*Work to complete*
In the abstract on Francoist architecture, what phrase expresses the kinship between many Spanish right-wing buildings and the fascist era?

Abstract

Francoism was the product of the sum of all the heterogeneous forces of anti-liberal right, from the most radical fascists to Christian traditionalists even further to the conservative right than the Monarchists and the Carlists, and as a result their architectural response to the problem of rebuilding Spanish society following the Civil war could not be unitary either. Each school of thought, each situation to be solved, and each architect generated a different solution, and as a result we find a wide variety of architectural works in Francoist Spain. Rather than revisit the topics studied in multiple works since the seventies, this article will focus the research on typologies that have hardly received any attention, namely constructions of marked ideological and propagandistic character, such as the monolithic monuments dedicated to the Fallen, the reconstructions of ‘mythological’ places for the discourse of the first Francoism, and the production of monumental civic buildings, such as the Universities of Labor. The core issue to be resolved is whether some cultural discourses under Francoism constructed the new regime as pioneering a modernizing national revolution, rather than installing a reactionary counterrevolution, and whether the architectural works that resulted in fact present outstanding elements of modernity that had nothing to envy, in their physical scale, radicalism of design, and futural temporality, those of National Socialist Germany or Mussolini’s Italy. Such a kinship suggests that many buildings of right wing regimes, at least in Spain, in the first half of the twentieth century should be considered as belonging organically to the fascist era, even if the regimes that promoted or hosted them were not technically fascist in a strict political and ideological sense, a kinship expressed in their ‘rooted modernism’.

*Information shown*
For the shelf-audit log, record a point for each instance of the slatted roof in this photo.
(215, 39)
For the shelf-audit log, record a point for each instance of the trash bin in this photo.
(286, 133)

*Worked answer*
'Rooted modernism'